**Brano fornito**:
◆ ◆ ◆ ◆ ◆ ◆ ◆

Si può identificare un autore solo con la sua produzione e con il flusso di significati che ne possono derivare? Oppure conta di più la dimensione soggettiva? Sono questioni classiche, per la cui risposta occorre assumere, preliminarmente, posizioni ben più complesse. Quando, poi, ci si imbatte nel pensiero di Foucault, il problema si rivela ancor più difficile. Perché non c’è dubbio che da quel pensiero, e dai testi che lo hanno veicolato, ha avuto origine una serie tuttora proficua di re-interpretazioni, declinazioni o, addirittura, nuove correnti filosofiche. L’opera foucaultiana, pertanto, si staglia come un dato autonomamente generativo. Eppure non c’è dubbio, allo stesso tempo, che quell’opera, anche nelle sue virtù seminali, è il frutto di un’esperienza formativa  personale e costante; di un itinerario individuale pressoché irripetibile, le cui scelte sono più che mai avvinte alle virtù e ai condizionamenti di un intero sistema socio-culturale e accademico, quello francese, traguardato nei profili dei suoi protagonisti e nell’attrito con i più importanti eventi di un certo periodo storico. Pertanto anche l’individuo Foucault, immerso nel suo tempo, non può essere trascurato. Della fecondità di questi intrecci – tra oggettività di un lascito intellettuale e irriducibilità di un percorso esistenziale – la preziosa biografia di Eribon – comparsa nel 1989, riedita con aggiornamenti nel 2011 e riproposta in Italia, da Feltrinelli, dieci anni dopo la prima edizione del 1991 – rappresenta la migliore e più ricca dimostrazione. Che, peraltro, non rinuncia a sintetizzare in maniera assai efficace i poli sostanziali di una riflessione tanto cangiante quanto coerentemente evoluta.

◆ ◆ ◆ ◆ ◆ ◆ ◆

**Dati forniti**:
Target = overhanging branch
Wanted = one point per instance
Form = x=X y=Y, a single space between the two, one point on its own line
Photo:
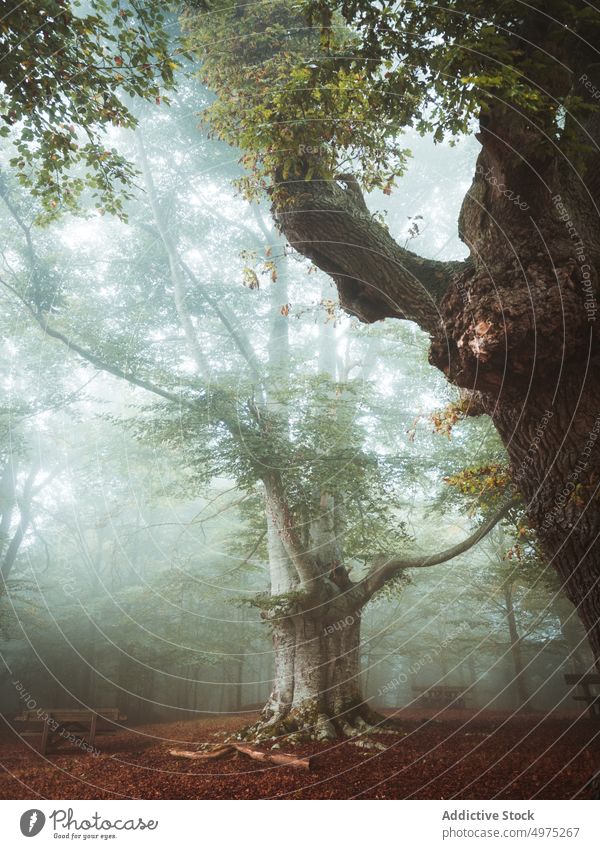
x=384 y=569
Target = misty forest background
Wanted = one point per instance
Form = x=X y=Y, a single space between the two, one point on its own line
x=133 y=533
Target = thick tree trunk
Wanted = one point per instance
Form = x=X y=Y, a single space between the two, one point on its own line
x=556 y=465
x=316 y=693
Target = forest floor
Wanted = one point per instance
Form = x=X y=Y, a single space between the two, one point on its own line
x=449 y=755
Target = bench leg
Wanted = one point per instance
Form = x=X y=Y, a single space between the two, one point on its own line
x=93 y=724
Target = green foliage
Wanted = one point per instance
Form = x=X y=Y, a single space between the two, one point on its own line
x=288 y=97
x=68 y=71
x=439 y=66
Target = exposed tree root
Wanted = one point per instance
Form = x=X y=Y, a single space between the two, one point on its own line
x=312 y=723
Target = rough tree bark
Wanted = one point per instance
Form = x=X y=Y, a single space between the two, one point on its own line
x=514 y=325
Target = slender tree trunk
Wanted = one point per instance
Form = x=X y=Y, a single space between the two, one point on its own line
x=515 y=648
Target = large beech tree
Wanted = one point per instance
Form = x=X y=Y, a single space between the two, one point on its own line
x=317 y=93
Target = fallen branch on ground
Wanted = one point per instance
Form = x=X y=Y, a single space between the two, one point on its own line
x=281 y=759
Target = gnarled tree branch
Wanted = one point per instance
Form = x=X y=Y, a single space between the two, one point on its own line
x=386 y=568
x=376 y=278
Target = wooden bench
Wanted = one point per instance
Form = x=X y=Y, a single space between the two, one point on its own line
x=584 y=686
x=439 y=695
x=58 y=725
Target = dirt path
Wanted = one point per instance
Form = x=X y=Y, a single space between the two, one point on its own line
x=457 y=755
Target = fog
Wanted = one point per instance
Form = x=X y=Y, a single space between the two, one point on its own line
x=153 y=367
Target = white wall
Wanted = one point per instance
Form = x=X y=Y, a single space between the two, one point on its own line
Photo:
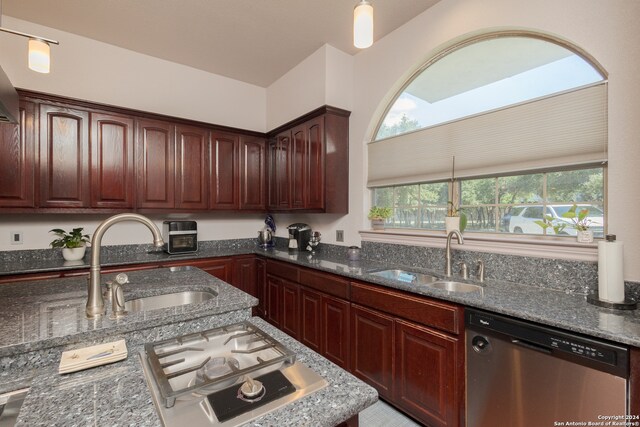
x=323 y=78
x=87 y=69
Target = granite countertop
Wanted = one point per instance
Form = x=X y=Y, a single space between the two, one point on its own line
x=562 y=309
x=48 y=313
x=566 y=310
x=117 y=395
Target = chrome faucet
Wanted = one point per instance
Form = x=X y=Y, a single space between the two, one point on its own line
x=447 y=255
x=95 y=303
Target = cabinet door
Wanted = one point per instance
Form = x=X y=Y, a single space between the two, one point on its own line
x=112 y=176
x=290 y=320
x=315 y=169
x=299 y=164
x=272 y=303
x=155 y=157
x=335 y=330
x=224 y=174
x=64 y=157
x=192 y=170
x=252 y=173
x=245 y=275
x=427 y=380
x=261 y=286
x=311 y=320
x=18 y=154
x=280 y=172
x=372 y=348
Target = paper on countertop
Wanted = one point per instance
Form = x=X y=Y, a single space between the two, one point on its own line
x=88 y=357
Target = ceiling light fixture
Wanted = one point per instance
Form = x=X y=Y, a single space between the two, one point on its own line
x=39 y=50
x=363 y=25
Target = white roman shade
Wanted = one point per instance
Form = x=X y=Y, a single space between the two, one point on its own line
x=565 y=129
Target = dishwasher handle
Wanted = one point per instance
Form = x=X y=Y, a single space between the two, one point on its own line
x=530 y=346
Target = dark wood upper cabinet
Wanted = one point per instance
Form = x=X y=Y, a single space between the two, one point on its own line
x=223 y=171
x=64 y=157
x=192 y=170
x=112 y=161
x=280 y=172
x=70 y=156
x=18 y=154
x=299 y=167
x=252 y=173
x=155 y=157
x=315 y=169
x=309 y=163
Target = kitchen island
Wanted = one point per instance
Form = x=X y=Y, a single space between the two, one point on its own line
x=45 y=318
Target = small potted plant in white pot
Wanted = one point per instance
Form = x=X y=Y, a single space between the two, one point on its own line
x=378 y=215
x=73 y=244
x=578 y=220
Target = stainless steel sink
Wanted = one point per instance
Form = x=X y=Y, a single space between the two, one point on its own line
x=406 y=276
x=451 y=286
x=168 y=300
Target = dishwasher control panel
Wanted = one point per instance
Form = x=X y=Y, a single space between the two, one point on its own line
x=609 y=356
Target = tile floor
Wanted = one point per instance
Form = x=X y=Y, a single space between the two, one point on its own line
x=383 y=415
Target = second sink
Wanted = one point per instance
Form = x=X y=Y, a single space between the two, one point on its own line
x=406 y=276
x=168 y=300
x=451 y=286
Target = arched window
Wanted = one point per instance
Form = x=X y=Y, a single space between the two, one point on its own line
x=525 y=116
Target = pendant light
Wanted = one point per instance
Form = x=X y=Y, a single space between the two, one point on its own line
x=363 y=25
x=39 y=49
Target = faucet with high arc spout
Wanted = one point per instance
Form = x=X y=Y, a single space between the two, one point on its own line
x=95 y=303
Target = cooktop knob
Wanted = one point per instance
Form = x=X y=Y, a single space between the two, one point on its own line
x=251 y=388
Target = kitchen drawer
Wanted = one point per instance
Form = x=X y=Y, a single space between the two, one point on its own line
x=446 y=317
x=281 y=269
x=326 y=283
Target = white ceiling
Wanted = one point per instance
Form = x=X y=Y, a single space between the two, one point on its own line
x=255 y=41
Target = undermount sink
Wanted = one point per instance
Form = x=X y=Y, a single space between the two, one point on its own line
x=168 y=300
x=451 y=286
x=406 y=276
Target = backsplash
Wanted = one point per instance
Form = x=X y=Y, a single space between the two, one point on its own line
x=564 y=275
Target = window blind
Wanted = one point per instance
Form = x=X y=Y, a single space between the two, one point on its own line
x=565 y=129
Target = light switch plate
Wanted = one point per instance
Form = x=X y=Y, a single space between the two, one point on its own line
x=16 y=237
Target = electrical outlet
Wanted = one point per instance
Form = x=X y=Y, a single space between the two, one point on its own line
x=16 y=237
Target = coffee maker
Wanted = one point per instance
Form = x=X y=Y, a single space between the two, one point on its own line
x=299 y=236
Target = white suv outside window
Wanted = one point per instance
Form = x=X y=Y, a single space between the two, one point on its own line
x=523 y=219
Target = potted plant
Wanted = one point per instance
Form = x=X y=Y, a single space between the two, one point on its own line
x=455 y=220
x=73 y=244
x=378 y=215
x=578 y=220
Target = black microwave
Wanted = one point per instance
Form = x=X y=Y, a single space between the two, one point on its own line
x=180 y=236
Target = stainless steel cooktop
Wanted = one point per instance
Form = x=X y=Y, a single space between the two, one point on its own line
x=189 y=373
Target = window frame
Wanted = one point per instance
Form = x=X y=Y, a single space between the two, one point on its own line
x=475 y=39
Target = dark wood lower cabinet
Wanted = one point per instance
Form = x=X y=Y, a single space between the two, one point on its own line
x=290 y=320
x=372 y=349
x=427 y=374
x=311 y=319
x=336 y=331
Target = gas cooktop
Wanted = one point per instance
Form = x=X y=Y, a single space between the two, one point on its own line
x=224 y=377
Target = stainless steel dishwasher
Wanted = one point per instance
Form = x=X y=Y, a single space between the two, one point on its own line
x=522 y=374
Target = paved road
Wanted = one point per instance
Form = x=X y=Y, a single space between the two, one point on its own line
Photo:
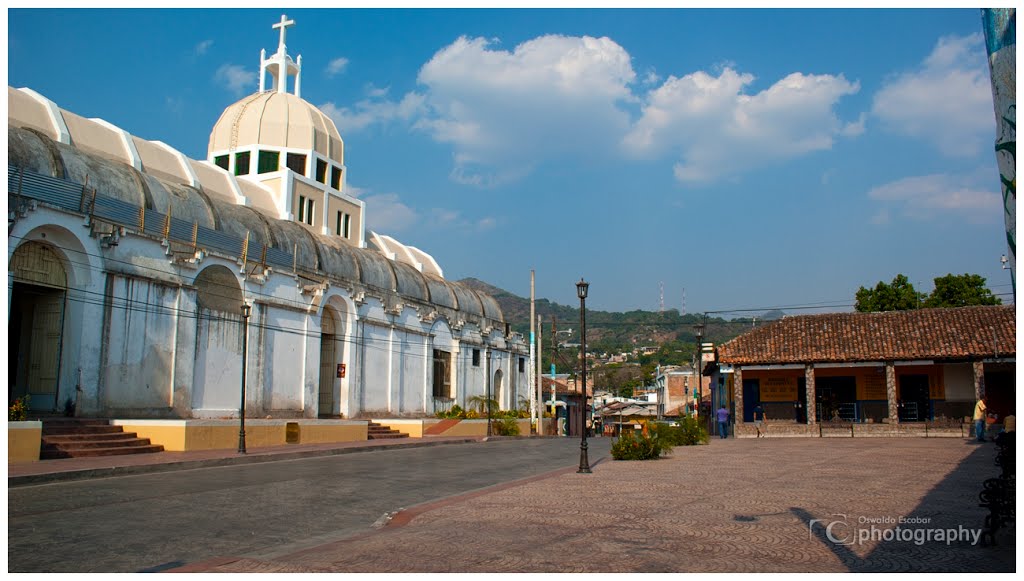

◆ ◆ ◆ ◆ ◆ ◆ ◆

**Consegna**:
Rispondi alle seguenti domande sul brano su Foucault.
(a) Come si staglia l'opera foucaultiana secondo il brano?
(b) Quale sistema socio-culturale e accademico viene indicato per le scelte dell'itinerario individuale di Foucault?
(c) In quale anno è comparsa la biografia di Eribon e in quale anno è stata riedita con aggiornamenti?

**Soluzione**:
(a) Come un dato autonomamente generativo.
(b) Il sistema francese.
(c) È comparsa nel 1989 ed è stata riedita con aggiornamenti nel 2011.